Requirements - Give the records again from the line containing "Ground blurred background" through the line containing "124;265;248;336", swapping "sleeve print" for "sleeve pattern" and leaving everything else unchanged.

Material provided -

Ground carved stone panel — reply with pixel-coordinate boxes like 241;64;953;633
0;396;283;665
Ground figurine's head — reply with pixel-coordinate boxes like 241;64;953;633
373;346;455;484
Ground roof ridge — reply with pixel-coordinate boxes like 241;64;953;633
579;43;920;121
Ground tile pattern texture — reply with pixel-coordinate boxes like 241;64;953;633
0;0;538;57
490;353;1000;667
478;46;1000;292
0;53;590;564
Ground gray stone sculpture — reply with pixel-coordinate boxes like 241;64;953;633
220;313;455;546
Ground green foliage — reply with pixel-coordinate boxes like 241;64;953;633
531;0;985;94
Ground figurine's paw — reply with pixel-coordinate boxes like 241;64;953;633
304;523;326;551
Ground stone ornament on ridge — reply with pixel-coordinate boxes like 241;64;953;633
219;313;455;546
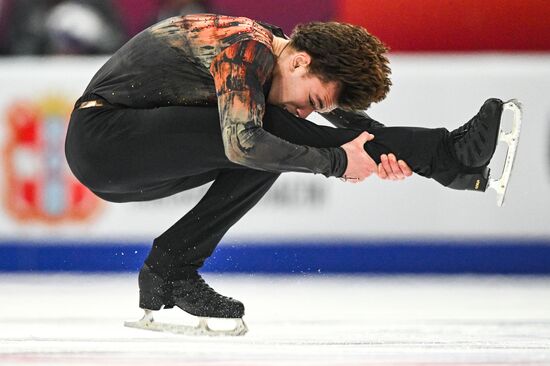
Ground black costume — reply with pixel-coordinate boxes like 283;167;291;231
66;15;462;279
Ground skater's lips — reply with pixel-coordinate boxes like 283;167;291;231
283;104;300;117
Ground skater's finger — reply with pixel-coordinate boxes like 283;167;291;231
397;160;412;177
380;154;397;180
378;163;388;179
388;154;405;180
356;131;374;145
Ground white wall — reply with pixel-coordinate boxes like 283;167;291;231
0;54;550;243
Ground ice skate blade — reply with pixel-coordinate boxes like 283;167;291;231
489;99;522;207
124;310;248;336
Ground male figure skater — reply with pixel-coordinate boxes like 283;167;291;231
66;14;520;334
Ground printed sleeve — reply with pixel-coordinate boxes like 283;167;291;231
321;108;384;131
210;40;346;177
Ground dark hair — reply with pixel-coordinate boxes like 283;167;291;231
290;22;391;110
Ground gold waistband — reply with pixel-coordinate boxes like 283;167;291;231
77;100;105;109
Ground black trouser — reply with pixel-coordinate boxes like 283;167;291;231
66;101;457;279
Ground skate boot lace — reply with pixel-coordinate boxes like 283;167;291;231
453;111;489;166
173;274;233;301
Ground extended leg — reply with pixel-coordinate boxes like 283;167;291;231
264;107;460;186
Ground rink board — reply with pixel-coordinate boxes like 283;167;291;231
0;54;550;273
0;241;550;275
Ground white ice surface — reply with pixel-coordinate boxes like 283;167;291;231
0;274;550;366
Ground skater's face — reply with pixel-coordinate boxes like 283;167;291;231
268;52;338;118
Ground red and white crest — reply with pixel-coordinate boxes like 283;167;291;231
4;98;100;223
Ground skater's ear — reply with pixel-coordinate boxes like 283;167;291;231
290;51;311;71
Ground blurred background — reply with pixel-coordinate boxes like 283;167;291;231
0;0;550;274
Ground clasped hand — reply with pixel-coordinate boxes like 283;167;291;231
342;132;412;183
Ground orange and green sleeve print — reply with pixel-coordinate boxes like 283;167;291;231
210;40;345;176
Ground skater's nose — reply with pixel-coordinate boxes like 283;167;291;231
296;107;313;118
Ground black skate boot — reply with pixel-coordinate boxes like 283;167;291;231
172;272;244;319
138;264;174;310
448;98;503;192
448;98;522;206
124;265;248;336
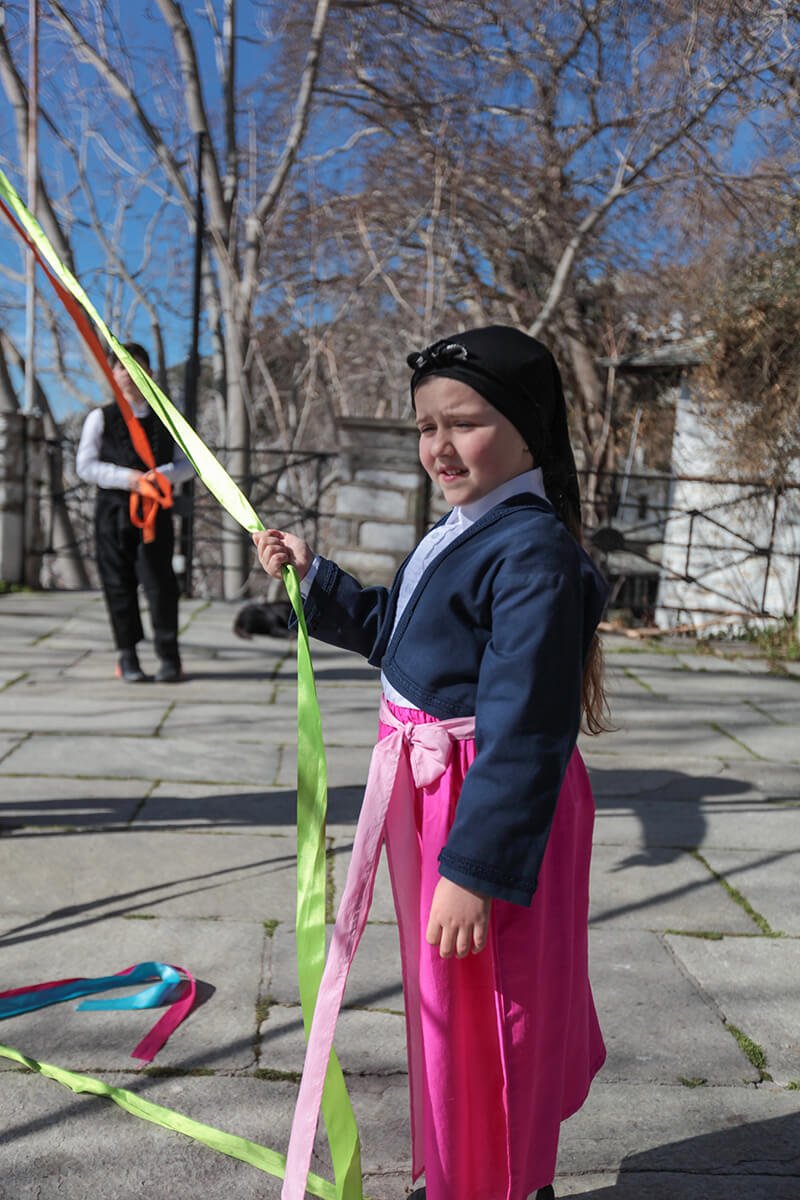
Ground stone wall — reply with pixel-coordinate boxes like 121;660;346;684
...
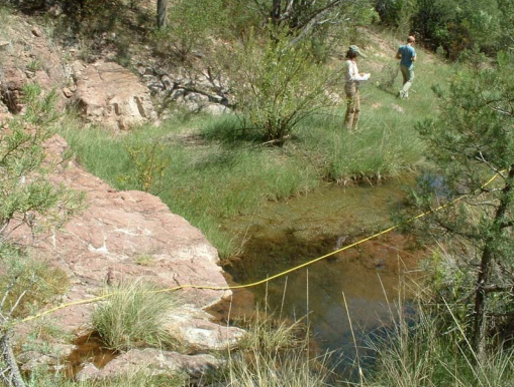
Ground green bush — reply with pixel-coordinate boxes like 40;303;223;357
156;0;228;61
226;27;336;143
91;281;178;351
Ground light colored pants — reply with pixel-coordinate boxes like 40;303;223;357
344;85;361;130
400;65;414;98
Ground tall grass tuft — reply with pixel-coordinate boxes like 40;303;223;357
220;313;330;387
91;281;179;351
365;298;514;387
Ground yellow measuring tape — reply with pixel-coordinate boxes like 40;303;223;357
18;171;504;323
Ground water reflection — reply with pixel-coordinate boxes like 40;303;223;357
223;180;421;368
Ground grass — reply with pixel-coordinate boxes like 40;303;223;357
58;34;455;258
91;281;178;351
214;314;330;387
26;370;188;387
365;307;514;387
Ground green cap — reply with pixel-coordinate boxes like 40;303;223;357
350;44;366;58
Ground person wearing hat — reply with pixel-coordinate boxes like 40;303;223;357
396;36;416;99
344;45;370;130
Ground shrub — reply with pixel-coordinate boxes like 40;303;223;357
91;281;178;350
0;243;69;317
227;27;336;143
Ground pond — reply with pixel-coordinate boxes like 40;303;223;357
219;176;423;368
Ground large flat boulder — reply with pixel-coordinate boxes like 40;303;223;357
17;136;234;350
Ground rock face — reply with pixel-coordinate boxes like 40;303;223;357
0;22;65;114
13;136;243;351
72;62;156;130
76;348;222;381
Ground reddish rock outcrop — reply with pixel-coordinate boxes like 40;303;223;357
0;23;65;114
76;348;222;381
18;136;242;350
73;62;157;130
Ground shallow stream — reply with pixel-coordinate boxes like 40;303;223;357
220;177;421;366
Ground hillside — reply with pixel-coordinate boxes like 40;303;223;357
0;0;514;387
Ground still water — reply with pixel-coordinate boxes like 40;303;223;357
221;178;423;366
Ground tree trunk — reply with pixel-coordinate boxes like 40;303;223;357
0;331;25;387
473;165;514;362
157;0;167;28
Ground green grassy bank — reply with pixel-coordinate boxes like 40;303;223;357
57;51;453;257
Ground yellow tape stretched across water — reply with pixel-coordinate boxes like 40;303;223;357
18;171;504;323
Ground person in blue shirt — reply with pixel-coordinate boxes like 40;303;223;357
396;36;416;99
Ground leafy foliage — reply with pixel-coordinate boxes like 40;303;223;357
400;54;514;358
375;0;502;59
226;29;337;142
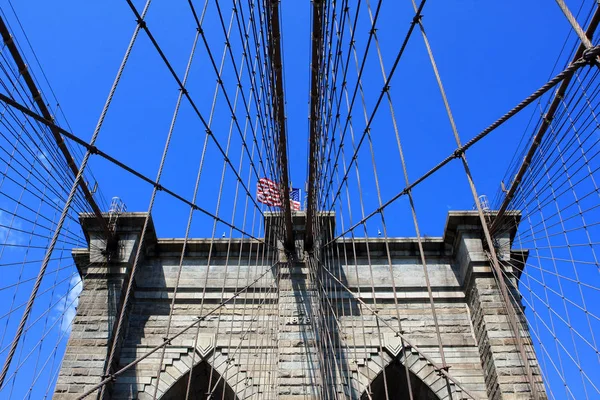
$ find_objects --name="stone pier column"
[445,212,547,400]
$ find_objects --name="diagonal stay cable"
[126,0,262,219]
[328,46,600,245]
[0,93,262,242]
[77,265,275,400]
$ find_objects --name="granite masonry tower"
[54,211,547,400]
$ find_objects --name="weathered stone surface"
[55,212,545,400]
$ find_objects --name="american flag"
---
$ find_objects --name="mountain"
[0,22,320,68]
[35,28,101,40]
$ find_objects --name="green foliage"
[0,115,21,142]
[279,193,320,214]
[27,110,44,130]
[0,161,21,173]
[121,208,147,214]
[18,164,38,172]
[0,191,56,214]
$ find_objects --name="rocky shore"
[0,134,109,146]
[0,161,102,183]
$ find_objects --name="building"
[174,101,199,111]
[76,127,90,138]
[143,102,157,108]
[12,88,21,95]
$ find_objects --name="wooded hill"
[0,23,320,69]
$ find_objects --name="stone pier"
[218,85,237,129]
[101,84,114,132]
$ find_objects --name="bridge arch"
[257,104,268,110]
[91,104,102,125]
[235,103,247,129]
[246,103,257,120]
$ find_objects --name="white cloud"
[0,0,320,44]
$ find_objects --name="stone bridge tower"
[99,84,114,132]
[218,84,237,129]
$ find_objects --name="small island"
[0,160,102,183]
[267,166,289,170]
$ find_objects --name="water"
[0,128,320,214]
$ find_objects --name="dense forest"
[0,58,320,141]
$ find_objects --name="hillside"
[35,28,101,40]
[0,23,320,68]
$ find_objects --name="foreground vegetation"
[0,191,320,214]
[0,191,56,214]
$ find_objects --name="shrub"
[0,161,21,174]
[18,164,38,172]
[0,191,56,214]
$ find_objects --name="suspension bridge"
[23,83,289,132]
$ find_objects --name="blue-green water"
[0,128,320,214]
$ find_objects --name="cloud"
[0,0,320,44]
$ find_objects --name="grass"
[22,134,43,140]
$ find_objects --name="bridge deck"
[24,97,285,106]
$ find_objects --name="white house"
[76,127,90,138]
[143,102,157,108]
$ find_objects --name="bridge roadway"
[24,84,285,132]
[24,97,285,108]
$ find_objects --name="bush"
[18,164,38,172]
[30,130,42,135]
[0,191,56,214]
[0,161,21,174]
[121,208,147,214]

Written reply -
Ground blurred background — reply with pixel-coordinate boxes like 283;167;291;231
0;0;550;274
Ground clasped hand — reply with pixel-coordinate boxes like 283;167;291;231
342;132;412;183
Ground orange and green sleeve pattern — reply with pixel-coordinate boxes like 283;167;291;231
210;40;345;176
Ground skater's nose — reply with pixel-coordinate boxes like 283;167;291;231
296;107;313;118
Ground black skate boot — reply with pixel-coordinate boxes like 283;167;291;231
172;272;244;319
138;264;174;310
448;98;503;192
448;98;522;206
124;265;248;336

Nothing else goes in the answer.